**EXERCISE SET**.
- 1) Copy the passage of the forum thread between "Yeah maybe it's" and "fat American ass.", inclusive, word for word.
- 2) According to the forum thread, which state became the first in history to abolish the death penalty?
- 3) Write the next part of the forum thread, picking up after its final sentence.

═════ SELECTED PASSAGE ═════

The Italian Statutes of Limitations are a joke that you seem to prefer. In USA, there is NO statute of limitations for felonies. Commit a felony and you are never safe from eventual prosecution. Commit a misdemeanor and as long as a warrant is sworn out before the 2-year statute expires, they got you. You cannot avoid criminal charges by disappearing for a few decades.
Listen to me you canary-yellow Dodge-driving son of a Carranzasca. Fisrt off, Dodge is now FIAT property, so that's right : you're driving italian!

Yeah maybe it's not a Dodge, I don't actually remember, so maybe it's not Italian. But trust me that it will soon be, coz I do remember how your money is worthless.

Secondly, Italy is literally the country where the rights of the accused have been invented, following Cesare Beccaria's famous treatise "On crimes and punishments" in the mid 18th century. A document whose first effect was that a small fraction of pre-unification Italy, the Grand Duchy of Tuscany, became the first state in history to abolish death penalty. This at a time when the most civilised American was being his brother's keeper in a bag for breakfast. So take your toilet tissue and shove it up your ass!

PS : your fat American ass.
 
Dec 27, 2003
1,982
I mean, in that same thread, just how am I supposed to neg-rep this :

Fucking NapoleCANI, dump of place, shit people and disgusting football team.

No wonder they hate Juve. We have a superior history, come from a superior city, theres no garbage problem, no volcano waiting to erupt any moment.
O VESUVIO LAVALI COL FUOCO, LAVALI, LAVALI, LAVALI COL FUOCOOOOOO!
I can't. There's everything I could wish for there. I just can't. Sheer perfection.
 

The Pado

Filthy Gobbo
Jul 12, 2002
9,939
It is a dodge
I am proud that it is now Fiat
I love Italy
Italian justice really isn't what it used to be. True, Defendants have more rights than they do in USA, but "Justice" does sometimes require a speedy trial and "Justice" sometimes might require a person to actually have to go to prison.
Toilet tissue is good.
My ass isn't that fat.
Why you hating on Jack?
 
Dec 27, 2003
1,982
I don't hate on Jack at all. I found him some decent weed in Brussels which we smoked at his Lebanese friend's place just across my street, while trying to figure out how Italy had just managed to win a WC with Materazzi as its topscorer.

═════ PROVIDED INFORMATION ═════

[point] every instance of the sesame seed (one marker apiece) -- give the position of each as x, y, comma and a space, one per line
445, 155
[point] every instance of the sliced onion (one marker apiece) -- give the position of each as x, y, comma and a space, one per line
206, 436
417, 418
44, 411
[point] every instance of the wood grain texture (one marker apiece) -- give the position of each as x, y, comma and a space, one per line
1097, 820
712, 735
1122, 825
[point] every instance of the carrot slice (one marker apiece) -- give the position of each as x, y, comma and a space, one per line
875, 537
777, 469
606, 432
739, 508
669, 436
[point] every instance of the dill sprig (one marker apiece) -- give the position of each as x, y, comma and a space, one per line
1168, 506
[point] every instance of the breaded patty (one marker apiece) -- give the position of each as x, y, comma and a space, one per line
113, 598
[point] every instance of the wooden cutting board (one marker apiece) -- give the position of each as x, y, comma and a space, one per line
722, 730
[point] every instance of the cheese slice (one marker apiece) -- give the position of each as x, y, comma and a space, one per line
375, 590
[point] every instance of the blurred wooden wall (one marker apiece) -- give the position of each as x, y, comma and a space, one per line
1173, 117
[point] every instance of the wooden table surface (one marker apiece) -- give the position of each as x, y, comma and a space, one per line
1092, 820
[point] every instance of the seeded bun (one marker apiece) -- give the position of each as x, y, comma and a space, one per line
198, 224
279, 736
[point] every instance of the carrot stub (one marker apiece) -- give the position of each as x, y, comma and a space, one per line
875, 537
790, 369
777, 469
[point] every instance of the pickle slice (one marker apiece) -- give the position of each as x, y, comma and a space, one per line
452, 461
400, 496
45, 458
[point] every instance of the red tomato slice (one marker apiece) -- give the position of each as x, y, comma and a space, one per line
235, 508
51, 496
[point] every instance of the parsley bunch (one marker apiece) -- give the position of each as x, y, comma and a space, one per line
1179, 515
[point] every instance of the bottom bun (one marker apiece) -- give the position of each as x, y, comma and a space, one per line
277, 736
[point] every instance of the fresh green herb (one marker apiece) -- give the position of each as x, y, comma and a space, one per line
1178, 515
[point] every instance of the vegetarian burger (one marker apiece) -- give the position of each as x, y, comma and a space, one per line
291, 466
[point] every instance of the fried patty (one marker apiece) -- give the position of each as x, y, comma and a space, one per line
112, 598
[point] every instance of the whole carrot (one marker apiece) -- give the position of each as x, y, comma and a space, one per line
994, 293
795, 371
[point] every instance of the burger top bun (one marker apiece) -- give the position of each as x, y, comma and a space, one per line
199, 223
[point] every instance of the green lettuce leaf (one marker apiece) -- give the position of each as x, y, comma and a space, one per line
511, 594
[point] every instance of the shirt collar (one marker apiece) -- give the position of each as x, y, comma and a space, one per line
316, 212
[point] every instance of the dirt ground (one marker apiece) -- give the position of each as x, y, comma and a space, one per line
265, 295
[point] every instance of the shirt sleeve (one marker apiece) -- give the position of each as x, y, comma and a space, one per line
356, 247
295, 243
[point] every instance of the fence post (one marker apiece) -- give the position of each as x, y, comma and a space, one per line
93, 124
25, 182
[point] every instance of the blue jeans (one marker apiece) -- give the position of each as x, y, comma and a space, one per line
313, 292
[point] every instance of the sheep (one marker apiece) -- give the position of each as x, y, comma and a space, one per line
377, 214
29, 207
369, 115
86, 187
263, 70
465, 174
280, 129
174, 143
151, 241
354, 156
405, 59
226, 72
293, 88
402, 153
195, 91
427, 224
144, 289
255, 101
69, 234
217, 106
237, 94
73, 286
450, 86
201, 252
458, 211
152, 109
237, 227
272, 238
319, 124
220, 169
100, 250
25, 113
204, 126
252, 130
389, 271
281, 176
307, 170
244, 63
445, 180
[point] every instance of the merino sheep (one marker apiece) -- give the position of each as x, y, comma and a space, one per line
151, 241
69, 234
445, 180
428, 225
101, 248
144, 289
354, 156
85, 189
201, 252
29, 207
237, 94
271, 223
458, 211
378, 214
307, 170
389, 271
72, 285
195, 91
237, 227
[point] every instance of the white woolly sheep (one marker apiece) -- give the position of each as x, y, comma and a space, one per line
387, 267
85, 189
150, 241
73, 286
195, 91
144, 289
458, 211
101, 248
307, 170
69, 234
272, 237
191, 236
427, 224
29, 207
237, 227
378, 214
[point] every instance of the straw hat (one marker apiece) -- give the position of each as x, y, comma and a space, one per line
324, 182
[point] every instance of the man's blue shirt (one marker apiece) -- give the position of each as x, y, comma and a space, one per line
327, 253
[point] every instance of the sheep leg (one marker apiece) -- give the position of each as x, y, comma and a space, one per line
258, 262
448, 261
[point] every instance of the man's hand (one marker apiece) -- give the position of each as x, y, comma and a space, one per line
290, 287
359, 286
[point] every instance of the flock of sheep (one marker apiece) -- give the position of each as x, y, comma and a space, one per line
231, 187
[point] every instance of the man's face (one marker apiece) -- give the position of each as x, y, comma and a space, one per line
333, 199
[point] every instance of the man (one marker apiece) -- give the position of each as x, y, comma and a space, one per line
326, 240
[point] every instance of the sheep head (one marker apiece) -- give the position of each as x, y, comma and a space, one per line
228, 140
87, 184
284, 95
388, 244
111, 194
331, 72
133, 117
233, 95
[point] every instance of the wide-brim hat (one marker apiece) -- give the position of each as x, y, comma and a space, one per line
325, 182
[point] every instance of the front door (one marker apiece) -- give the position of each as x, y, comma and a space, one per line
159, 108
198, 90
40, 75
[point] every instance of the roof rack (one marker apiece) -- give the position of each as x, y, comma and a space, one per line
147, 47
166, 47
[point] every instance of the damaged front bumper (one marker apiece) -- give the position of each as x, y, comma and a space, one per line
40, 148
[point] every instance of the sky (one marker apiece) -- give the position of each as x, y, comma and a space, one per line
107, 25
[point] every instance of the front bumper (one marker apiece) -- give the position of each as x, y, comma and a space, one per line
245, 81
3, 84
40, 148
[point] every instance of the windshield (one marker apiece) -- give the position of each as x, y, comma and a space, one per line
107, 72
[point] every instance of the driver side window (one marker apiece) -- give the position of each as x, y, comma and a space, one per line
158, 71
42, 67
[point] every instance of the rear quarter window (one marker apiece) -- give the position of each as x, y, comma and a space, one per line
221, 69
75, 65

═════

**ANSWERS TO EACH TASK**.
- 1)
Yeah maybe it's not a Dodge, I don't actually remember, so maybe it's not Italian. But trust me that it will soon be, coz I do remember how your money is worthless.

Secondly, Italy is literally the country where the rights of the accused have been invented, following Cesare Beccaria's famous treatise "On crimes and punishments" in the mid 18th century. A document whose first effect was that a small fraction of pre-unification Italy, the Grand Duchy of Tuscany, became the first state in history to abolish death penalty. This at a time when the most civilised American was being his brother's keeper in a bag for breakfast. So take your toilet tissue and shove it up your ass!

PS : your fat American ass.

- 2) The Grand Duchy of Tuscany.

- 3)
I may have ball-talked on him a bit that night, though.
 
Dec 27, 2003
1,982
What may have helped is the fact that Italy 2006 was the first world champion not to concede a single goal during the run of play (Zaccardo's comic autogol can be excluded as America had nothing to do with it).

Buffon was extraterrestrial that summer, despite being a fascist.
 

JCK

Biased
JCK
May 11, 2004
125,367
I brought it up here because you are active here. No hard feelings. That evening in Brussels was unforgettable. Good times, I miss Brussels, I miss that apartment and his previous apartment even more. I miss weed most though.
 
Dec 27, 2003
1,982
Oh man, I haven't had a sbinz since May 2009. This wife of mine, she might be 5 feet and a potato tall, but she's completely taken over my life. She strictly allows me one cigarette after eating during the Chinese New Year period down at her her family's in Sichuan. And that's only because her father insists on offering one and will hear no reason.

"Libolooooooong!!!!!! Libolooooooong!!!!!!!!!!!! Lai lai lai lai, chou yi ge, chou yi ge, lai lai lai lai lai!!!!!"

I owe so much to that squat little father-in-law of mine.

He's the only one who adresses me more or less by my name, too. They all call me "pie pie" otherwise (Sichuanese for "the cute little ugly one")
 

JCK

Biased
JCK
May 11, 2004
125,367
I asked my wife not to eat sushi for 9 months during her pregnancy and it was only fair for me to drop on my favourite sins for the same period. You can take a small journey over here on the 1st of August because that's when I will light up a fat poisonous stick.